== Do this ==
From the start of the entries through the line containing "[[139, 82]]", inclusive, replace "phrase" with "label" and leave everything else unchanged.

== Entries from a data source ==
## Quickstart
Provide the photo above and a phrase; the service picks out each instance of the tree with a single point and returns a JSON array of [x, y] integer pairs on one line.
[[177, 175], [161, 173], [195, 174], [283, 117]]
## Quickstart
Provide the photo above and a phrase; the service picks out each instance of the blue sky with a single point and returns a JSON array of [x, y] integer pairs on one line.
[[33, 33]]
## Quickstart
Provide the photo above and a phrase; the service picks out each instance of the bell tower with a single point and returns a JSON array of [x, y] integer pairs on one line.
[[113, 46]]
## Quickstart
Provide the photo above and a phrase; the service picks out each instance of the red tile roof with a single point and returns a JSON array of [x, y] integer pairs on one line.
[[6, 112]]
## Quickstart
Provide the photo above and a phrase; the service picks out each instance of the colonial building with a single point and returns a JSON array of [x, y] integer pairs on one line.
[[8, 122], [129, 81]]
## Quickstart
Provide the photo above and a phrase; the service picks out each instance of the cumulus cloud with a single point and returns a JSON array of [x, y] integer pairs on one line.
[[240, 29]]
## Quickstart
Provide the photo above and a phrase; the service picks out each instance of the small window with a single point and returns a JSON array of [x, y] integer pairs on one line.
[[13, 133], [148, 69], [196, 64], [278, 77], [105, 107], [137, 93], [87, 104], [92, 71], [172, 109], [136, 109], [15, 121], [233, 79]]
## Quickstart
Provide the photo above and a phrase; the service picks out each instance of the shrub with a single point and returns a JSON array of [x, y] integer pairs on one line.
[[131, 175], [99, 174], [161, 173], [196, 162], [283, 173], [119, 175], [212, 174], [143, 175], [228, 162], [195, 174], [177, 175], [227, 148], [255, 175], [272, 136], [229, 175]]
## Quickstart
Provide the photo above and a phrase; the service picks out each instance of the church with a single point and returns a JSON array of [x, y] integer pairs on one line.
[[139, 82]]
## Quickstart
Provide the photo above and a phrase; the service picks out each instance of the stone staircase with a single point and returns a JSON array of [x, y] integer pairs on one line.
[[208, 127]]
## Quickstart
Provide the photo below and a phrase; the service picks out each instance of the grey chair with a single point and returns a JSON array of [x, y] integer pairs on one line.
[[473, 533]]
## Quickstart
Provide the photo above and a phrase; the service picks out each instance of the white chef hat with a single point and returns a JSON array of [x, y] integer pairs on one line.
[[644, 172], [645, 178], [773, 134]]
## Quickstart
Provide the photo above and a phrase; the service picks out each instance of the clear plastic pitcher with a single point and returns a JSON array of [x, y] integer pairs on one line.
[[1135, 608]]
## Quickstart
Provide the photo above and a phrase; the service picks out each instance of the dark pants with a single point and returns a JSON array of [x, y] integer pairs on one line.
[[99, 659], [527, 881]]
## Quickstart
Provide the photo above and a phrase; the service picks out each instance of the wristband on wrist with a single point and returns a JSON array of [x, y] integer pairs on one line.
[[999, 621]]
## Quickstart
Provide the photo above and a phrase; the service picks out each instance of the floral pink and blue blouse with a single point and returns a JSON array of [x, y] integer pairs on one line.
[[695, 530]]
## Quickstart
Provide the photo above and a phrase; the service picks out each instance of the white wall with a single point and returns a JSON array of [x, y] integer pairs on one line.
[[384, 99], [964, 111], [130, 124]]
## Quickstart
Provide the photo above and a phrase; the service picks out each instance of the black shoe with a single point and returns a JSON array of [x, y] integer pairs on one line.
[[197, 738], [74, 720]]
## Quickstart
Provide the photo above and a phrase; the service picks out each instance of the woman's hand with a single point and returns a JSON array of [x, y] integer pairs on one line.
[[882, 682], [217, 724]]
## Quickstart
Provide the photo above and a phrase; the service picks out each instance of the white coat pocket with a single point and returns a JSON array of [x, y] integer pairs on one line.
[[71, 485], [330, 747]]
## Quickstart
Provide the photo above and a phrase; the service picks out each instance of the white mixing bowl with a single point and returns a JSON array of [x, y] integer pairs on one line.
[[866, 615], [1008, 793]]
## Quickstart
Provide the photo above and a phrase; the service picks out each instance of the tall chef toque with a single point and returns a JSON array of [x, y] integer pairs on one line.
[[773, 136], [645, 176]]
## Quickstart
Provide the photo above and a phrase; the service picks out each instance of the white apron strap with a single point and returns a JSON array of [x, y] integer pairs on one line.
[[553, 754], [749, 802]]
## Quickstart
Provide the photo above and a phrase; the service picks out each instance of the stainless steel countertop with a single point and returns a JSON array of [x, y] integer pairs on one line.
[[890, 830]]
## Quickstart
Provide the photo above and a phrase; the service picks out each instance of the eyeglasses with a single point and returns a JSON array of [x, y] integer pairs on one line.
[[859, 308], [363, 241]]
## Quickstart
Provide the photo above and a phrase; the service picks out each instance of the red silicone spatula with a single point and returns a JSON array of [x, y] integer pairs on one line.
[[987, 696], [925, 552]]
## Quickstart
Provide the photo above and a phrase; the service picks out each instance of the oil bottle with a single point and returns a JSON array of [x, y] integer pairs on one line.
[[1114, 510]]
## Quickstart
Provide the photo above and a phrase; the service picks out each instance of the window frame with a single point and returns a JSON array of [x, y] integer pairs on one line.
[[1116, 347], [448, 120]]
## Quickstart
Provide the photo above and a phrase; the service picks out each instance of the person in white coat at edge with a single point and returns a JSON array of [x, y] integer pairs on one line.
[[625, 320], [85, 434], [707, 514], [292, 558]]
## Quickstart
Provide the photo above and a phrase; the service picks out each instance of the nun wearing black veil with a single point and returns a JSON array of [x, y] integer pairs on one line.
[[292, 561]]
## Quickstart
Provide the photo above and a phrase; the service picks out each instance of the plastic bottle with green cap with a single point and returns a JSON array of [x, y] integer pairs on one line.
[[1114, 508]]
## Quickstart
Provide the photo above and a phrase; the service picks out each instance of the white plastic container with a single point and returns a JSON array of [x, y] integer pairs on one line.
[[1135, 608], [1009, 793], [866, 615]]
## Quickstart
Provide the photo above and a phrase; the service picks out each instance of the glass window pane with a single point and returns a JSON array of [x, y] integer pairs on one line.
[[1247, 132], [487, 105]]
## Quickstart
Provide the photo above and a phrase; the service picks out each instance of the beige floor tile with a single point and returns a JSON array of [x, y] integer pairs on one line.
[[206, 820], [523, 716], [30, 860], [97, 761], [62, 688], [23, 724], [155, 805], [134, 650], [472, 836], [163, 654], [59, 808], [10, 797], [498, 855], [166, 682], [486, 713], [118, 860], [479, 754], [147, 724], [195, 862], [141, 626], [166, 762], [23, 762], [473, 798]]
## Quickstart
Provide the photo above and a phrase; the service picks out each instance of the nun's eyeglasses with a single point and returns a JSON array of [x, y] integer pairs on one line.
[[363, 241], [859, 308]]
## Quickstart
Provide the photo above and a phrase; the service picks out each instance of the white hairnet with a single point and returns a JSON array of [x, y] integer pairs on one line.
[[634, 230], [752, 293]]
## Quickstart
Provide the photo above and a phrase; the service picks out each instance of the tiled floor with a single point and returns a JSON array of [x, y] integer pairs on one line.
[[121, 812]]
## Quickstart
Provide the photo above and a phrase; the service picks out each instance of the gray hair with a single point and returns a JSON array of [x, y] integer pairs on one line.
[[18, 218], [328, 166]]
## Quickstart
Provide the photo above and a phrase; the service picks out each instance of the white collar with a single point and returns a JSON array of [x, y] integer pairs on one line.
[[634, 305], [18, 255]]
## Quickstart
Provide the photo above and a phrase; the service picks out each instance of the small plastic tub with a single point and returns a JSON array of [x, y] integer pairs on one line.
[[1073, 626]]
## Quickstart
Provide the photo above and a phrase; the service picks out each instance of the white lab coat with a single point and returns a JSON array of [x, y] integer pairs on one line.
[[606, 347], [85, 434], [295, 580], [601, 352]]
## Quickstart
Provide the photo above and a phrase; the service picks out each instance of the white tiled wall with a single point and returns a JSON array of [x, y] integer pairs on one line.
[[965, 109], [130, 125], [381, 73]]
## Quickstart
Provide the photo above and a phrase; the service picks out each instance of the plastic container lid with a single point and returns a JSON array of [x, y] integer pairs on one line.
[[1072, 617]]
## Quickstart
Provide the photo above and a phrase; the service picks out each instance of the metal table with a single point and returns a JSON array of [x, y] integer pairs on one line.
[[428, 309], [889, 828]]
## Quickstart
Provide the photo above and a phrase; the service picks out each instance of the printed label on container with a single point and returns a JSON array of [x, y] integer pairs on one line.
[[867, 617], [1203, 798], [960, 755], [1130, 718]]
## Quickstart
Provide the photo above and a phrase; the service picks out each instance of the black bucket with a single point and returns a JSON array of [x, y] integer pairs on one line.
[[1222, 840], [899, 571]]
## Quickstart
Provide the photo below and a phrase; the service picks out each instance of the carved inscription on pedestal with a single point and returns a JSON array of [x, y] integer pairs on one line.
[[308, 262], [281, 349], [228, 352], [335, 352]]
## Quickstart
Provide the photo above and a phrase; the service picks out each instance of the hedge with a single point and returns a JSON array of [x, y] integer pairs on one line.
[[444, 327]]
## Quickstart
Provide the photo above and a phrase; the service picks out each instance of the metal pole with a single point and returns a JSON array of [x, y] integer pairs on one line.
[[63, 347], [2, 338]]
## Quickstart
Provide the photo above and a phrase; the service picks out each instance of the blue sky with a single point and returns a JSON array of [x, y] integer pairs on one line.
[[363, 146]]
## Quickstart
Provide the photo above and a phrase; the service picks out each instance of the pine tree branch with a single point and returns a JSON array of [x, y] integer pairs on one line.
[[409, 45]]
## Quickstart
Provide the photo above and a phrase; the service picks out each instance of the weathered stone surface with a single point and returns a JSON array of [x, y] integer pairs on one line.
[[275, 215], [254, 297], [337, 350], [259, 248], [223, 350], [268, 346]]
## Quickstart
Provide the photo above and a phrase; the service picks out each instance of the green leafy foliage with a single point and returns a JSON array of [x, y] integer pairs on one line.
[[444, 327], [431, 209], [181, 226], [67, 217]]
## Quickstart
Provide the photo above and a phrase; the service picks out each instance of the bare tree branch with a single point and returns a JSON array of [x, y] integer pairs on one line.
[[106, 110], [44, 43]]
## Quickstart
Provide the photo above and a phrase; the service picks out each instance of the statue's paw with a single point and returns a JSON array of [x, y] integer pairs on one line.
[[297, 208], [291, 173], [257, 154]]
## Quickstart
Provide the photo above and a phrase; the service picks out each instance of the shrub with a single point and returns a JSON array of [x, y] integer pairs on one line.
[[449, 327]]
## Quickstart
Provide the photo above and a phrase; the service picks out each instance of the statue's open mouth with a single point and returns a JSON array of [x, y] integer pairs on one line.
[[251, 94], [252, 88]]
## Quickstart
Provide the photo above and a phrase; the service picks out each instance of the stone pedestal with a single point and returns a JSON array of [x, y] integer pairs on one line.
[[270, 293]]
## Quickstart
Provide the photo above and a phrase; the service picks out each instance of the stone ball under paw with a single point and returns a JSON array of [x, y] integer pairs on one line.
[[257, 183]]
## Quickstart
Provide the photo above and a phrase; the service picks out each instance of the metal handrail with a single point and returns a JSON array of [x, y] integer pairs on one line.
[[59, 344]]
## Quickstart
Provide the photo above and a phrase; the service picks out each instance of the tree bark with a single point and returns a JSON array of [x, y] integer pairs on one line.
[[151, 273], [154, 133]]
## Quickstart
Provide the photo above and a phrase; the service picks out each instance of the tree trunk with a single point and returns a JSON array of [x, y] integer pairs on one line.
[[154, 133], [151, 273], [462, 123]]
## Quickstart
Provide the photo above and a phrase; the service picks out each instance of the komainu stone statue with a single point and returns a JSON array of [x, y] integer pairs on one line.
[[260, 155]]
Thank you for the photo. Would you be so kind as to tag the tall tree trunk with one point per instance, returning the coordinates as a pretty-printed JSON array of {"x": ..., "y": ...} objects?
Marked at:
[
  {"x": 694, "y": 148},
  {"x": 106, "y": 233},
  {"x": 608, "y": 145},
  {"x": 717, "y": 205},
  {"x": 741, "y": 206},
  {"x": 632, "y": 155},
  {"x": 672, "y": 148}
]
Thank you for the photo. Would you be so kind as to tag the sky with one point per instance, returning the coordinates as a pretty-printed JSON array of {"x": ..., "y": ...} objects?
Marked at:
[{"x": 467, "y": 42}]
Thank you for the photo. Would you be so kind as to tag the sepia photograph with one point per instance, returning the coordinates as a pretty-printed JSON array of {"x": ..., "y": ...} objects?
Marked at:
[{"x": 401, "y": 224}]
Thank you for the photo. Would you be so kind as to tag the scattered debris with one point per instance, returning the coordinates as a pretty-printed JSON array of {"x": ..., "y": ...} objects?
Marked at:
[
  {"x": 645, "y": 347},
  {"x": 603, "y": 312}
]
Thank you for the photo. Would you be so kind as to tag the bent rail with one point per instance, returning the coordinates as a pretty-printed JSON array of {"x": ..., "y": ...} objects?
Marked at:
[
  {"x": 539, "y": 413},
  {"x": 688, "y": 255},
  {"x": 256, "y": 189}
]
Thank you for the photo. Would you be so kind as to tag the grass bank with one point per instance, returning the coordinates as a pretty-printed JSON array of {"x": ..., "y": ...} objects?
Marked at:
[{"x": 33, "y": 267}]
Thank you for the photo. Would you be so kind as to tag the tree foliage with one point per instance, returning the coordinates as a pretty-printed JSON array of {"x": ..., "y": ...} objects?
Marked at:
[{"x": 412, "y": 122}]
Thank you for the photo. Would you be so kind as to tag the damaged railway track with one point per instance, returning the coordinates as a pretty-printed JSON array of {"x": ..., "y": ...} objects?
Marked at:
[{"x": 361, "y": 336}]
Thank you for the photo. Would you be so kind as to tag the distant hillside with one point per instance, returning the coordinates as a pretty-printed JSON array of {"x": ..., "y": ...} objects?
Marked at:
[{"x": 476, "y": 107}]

== Solution for this exercise ==
## Quickstart
Provide the photo above and a label; the service picks out each instance of the tree with a single point and returns a JSON array of [x, y] integer pairs on one line.
[[177, 175], [161, 173], [195, 174], [283, 117]]
## Quickstart
Provide the photo above and a label; the service picks out each instance of the blue sky with a single point and returns a JSON array of [x, y] integer pairs on one line.
[[33, 33]]
## Quickstart
Provide the photo above and a label; the service picks out each instance of the bell tower with a single point and returns a JSON array of [x, y] integer pairs on one line.
[[113, 46]]
## Quickstart
Provide the photo above and a label; the service picks out each instance of the red tile roof with a single point and returns a JSON array of [x, y] integer pairs on one line.
[[6, 112]]
## Quickstart
Provide the photo above and a label; the service picks out each instance of the colonial building with a single point and returns a JSON array of [x, y] integer pairs on one line.
[[8, 122], [129, 81]]
## Quickstart
Provide the photo above and a label; the service picks out each instance of the cumulus cloud with a single point and returns a JSON array of [x, y] integer pairs on one line.
[[240, 29]]
## Quickstart
Provide the photo above and a label; the service picks out each instance of the small window with a single point and returns a JSON array of [x, y] integer pairs on one line.
[[13, 133], [148, 69], [196, 64], [278, 77], [105, 107], [137, 93], [87, 104], [92, 71], [172, 109], [136, 109], [15, 121], [233, 79]]
## Quickstart
Provide the photo above and a label; the service picks out each instance of the shrub with a single point and returns a JSON array of [x, y] integer pairs on one line.
[[131, 175], [99, 174], [161, 173], [196, 162], [283, 173], [119, 175], [212, 174], [143, 175], [228, 162], [195, 174], [177, 175], [227, 148], [255, 175], [272, 136], [229, 175]]
## Quickstart
Provide the photo above and a label; the service picks out each instance of the church with a single point and returns a JSON array of [x, y] integer pairs on one line.
[[139, 82]]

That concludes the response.